Begin Data to use

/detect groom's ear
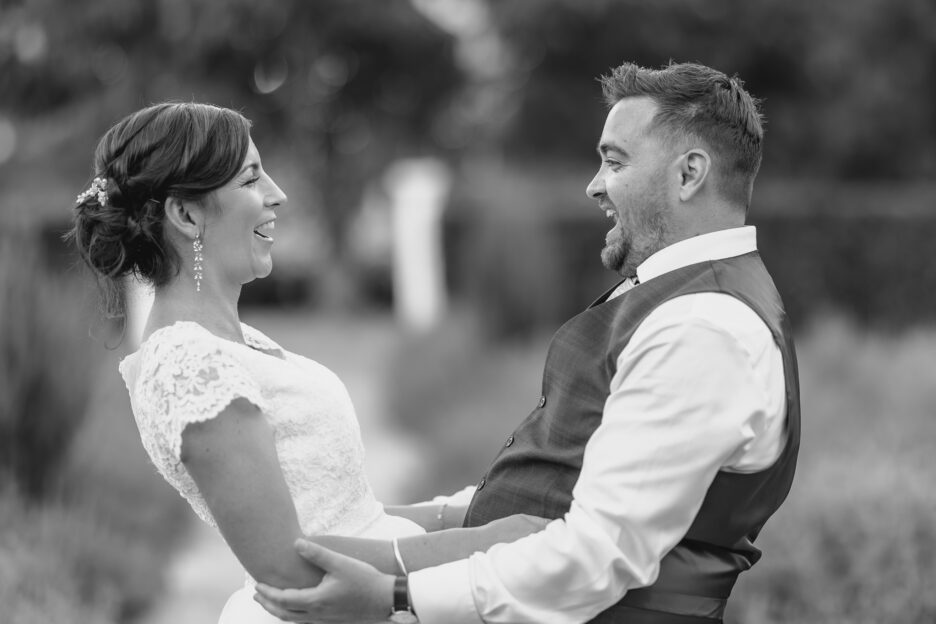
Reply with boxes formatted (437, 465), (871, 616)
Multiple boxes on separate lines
(163, 197), (205, 239)
(679, 148), (712, 201)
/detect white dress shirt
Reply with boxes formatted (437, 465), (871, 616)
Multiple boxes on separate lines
(410, 226), (786, 624)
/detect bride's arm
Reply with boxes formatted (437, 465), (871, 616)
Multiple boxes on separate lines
(182, 399), (322, 588)
(306, 514), (549, 574)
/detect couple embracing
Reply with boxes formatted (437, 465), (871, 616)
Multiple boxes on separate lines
(71, 59), (800, 624)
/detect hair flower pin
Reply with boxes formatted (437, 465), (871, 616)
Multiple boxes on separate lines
(75, 177), (107, 206)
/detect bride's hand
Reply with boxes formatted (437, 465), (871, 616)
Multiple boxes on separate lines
(254, 540), (394, 624)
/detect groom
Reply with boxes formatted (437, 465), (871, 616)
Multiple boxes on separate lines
(258, 64), (800, 624)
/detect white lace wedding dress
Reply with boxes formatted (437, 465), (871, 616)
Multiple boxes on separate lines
(120, 321), (422, 624)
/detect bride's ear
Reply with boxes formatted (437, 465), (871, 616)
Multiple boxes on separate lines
(165, 197), (205, 239)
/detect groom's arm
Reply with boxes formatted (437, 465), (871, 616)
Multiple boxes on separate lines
(384, 485), (477, 532)
(181, 399), (322, 587)
(274, 514), (548, 574)
(254, 304), (782, 624)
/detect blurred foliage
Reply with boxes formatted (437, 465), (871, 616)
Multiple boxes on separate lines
(490, 0), (936, 180)
(0, 0), (460, 239)
(0, 231), (95, 498)
(387, 317), (936, 624)
(0, 229), (190, 624)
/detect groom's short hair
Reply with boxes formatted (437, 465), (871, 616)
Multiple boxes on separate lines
(599, 62), (765, 207)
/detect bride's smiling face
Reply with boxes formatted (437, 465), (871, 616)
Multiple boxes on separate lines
(203, 140), (286, 284)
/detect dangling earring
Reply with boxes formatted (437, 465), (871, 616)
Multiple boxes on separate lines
(192, 233), (204, 292)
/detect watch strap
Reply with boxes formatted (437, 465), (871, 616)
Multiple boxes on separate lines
(393, 576), (413, 613)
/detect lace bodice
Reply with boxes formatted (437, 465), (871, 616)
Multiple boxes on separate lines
(120, 321), (382, 535)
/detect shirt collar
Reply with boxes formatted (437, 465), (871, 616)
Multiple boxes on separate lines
(637, 225), (757, 283)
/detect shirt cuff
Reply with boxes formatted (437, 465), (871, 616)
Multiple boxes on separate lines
(409, 559), (483, 624)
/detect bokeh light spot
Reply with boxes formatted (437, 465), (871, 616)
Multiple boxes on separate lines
(253, 56), (289, 95)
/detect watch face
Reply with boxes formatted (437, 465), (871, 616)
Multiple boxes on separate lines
(390, 611), (419, 624)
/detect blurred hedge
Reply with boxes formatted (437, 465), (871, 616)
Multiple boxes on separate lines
(445, 168), (936, 337)
(0, 224), (186, 624)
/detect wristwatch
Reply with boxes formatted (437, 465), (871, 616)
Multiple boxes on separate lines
(390, 576), (419, 624)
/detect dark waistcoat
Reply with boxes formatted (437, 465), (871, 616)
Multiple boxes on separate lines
(465, 252), (800, 624)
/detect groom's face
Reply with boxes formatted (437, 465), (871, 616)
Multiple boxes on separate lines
(586, 97), (672, 276)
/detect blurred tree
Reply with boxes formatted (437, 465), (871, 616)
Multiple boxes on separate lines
(482, 0), (936, 179)
(0, 0), (461, 239)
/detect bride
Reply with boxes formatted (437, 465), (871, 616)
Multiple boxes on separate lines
(70, 103), (541, 624)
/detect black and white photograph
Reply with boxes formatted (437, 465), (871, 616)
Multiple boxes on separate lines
(0, 0), (936, 624)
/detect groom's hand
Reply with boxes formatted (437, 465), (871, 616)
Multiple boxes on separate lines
(254, 539), (393, 624)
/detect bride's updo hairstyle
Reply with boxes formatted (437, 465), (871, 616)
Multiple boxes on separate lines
(67, 103), (250, 311)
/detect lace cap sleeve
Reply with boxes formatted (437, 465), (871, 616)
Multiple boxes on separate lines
(138, 326), (266, 462)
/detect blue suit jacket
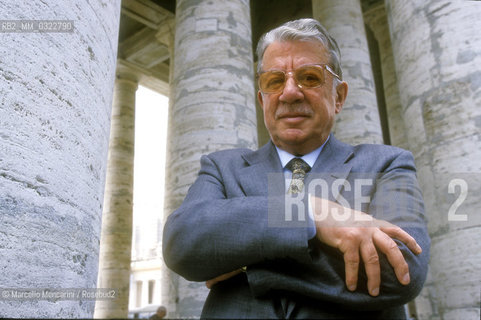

End Data to use

Put every line of the data above into a Markdown table with the columns Row and Text, one line per row and numbered in order. Skip blank lines and omit the pictures.

| Row | Text |
|---|---|
| 1 | /detect groom's ear |
| 2 | Reply with boxes formatted (437, 465), (871, 616) |
| 3 | Multiple boxes on separate lines |
| 4 | (163, 197), (205, 239) |
| 5 | (679, 148), (712, 201) |
| 6 | /detect white dress shirt |
| 7 | Reply with boxes formatted (437, 465), (871, 616) |
| 8 | Multiple boxes on separate lines |
| 9 | (410, 226), (786, 624) |
| 10 | /detect bride's arm |
| 11 | Reply with boxes formatted (437, 465), (871, 616) |
| 12 | Multiple boxes on separate lines |
| 13 | (182, 399), (322, 588) |
| 14 | (306, 514), (549, 574) |
| 15 | /detect couple embracing |
| 16 | Reply with boxes formatted (437, 465), (871, 616) |
| 17 | Multiple boxes on separate lines |
| 18 | (71, 59), (800, 624) |
| 19 | /detect hair flower pin |
| 20 | Reply with boxes formatted (437, 465), (871, 616) |
| 21 | Multiple boxes on separate lines |
| 22 | (75, 177), (107, 206) |
| 23 | /detect bride's hand |
| 24 | Reply with boxes formatted (437, 465), (871, 616) |
| 25 | Multiple boxes on separate lines |
| 26 | (254, 540), (394, 624) |
| 27 | /detect groom |
| 28 | Reply with boxes formatted (437, 465), (871, 616) |
| 29 | Multiple boxes on separate lines |
| 30 | (258, 64), (800, 624) |
| 31 | /detect white lace wedding dress |
| 32 | Reply with boxes formatted (437, 465), (871, 616) |
| 33 | Multiple boxes on separate lines |
| 34 | (120, 321), (422, 624) |
| 35 | /detect bride's ear |
| 36 | Reply with boxes formatted (437, 465), (871, 616) |
| 37 | Multiple boxes on separate lines |
| 38 | (165, 197), (205, 239) |
| 39 | /detect groom's arm |
| 40 | Reply with boxes formatted (437, 465), (871, 616) |
| 41 | Multiple boxes on separate lines |
| 42 | (384, 485), (477, 532) |
| 43 | (181, 399), (322, 587) |
| 44 | (274, 514), (548, 574) |
| 45 | (254, 304), (782, 624) |
| 46 | /detect blurred foliage |
| 47 | Reply with boxes formatted (437, 465), (871, 616) |
| 48 | Multiple boxes on separate lines |
| 49 | (490, 0), (936, 180) |
| 50 | (0, 0), (460, 239) |
| 51 | (0, 231), (95, 498) |
| 52 | (387, 317), (936, 624) |
| 53 | (0, 229), (190, 624) |
| 54 | /detect groom's short hair |
| 55 | Reply with boxes formatted (437, 465), (871, 616) |
| 56 | Multiple boxes on separate lines |
| 57 | (599, 62), (765, 207) |
| 58 | /detect bride's smiling face |
| 59 | Reply with boxes formatted (437, 465), (871, 616) |
| 60 | Multiple boxes on separate lines |
| 61 | (203, 140), (286, 284) |
| 62 | /detect dangling earring |
| 63 | Reply with boxes formatted (437, 465), (871, 616) |
| 64 | Multiple boxes on separate lines |
| 65 | (192, 233), (204, 292) |
| 66 | /detect watch strap |
| 67 | Reply with boxes formatted (437, 465), (871, 616) |
| 68 | Multiple boxes on separate lines |
| 69 | (393, 576), (413, 613) |
| 70 | /detect lace bodice |
| 71 | Reply with boxes formatted (437, 465), (871, 616) |
| 72 | Multiple boxes on separate lines |
| 73 | (120, 321), (382, 535) |
| 74 | /detect shirt collar |
| 75 | Reply with boxes formatted (437, 465), (871, 616) |
| 76 | Multiple boxes on separate lines |
| 77 | (637, 225), (757, 283) |
| 78 | /detect shirt cuff |
| 79 | Reply with boxes formatted (437, 465), (871, 616) |
| 80 | Multiple boxes on separate lines |
| 81 | (409, 559), (483, 624) |
| 82 | /detect bokeh light spot |
| 83 | Reply with boxes formatted (437, 465), (871, 616) |
| 84 | Multiple boxes on separate lines |
| 85 | (253, 56), (289, 95) |
| 86 | /detect watch face |
| 87 | Reply with boxes formatted (437, 465), (871, 616) |
| 88 | Multiple boxes on separate lines |
| 89 | (390, 611), (419, 624) |
| 90 | /detect blurred hedge |
| 91 | Reply with boxes formatted (437, 465), (871, 616) |
| 92 | Multiple boxes on separate lines |
| 93 | (445, 168), (936, 337) |
| 94 | (0, 224), (186, 624) |
| 95 | /detect wristwatch |
| 96 | Reply with boxes formatted (437, 465), (871, 616) |
| 97 | Multiple boxes on separate lines |
| 98 | (390, 576), (419, 624) |
| 99 | /detect dark waistcoat |
| 100 | Reply with boxes formatted (437, 465), (871, 616) |
| 101 | Multiple boxes on separate lines |
| 102 | (465, 252), (800, 624) |
| 103 | /detect groom's face |
| 104 | Reply with boxes formatted (437, 465), (871, 616) |
| 105 | Multiple boxes on separate lines |
| 106 | (586, 97), (672, 276) |
| 107 | /detect blurred tree |
| 108 | Reply with boxes formatted (437, 465), (871, 616) |
| 109 | Multiple boxes on separate lines |
| 110 | (482, 0), (936, 179) |
| 111 | (0, 0), (461, 239) |
| 112 | /detect bride |
| 113 | Reply with boxes formatted (437, 465), (871, 616) |
| 114 | Multiple boxes on separate lines |
| 115 | (70, 103), (541, 624) |
| 116 | /detect black and white photograph |
| 117 | Reply with boxes formatted (437, 465), (871, 616) |
| 118 | Multiple boxes on separate lines |
| 119 | (0, 0), (936, 624) |
| 120 | /detect groom's hand |
| 121 | Reply with boxes formatted (437, 465), (871, 616) |
| 122 | Multiple boxes on separate lines |
| 123 | (254, 539), (393, 624) |
| 124 | /detect bride's updo hairstyle |
| 125 | Reply with boxes formatted (437, 465), (871, 616) |
| 126 | Multiple boxes on separate lines |
| 127 | (67, 103), (250, 311) |
| 128 | /detect lace cap sleeve |
| 129 | Reply with boxes formatted (437, 465), (871, 616) |
| 130 | Multiple boxes on separate lines |
| 131 | (138, 326), (266, 462) |
| 132 | /detect blue suit jacket |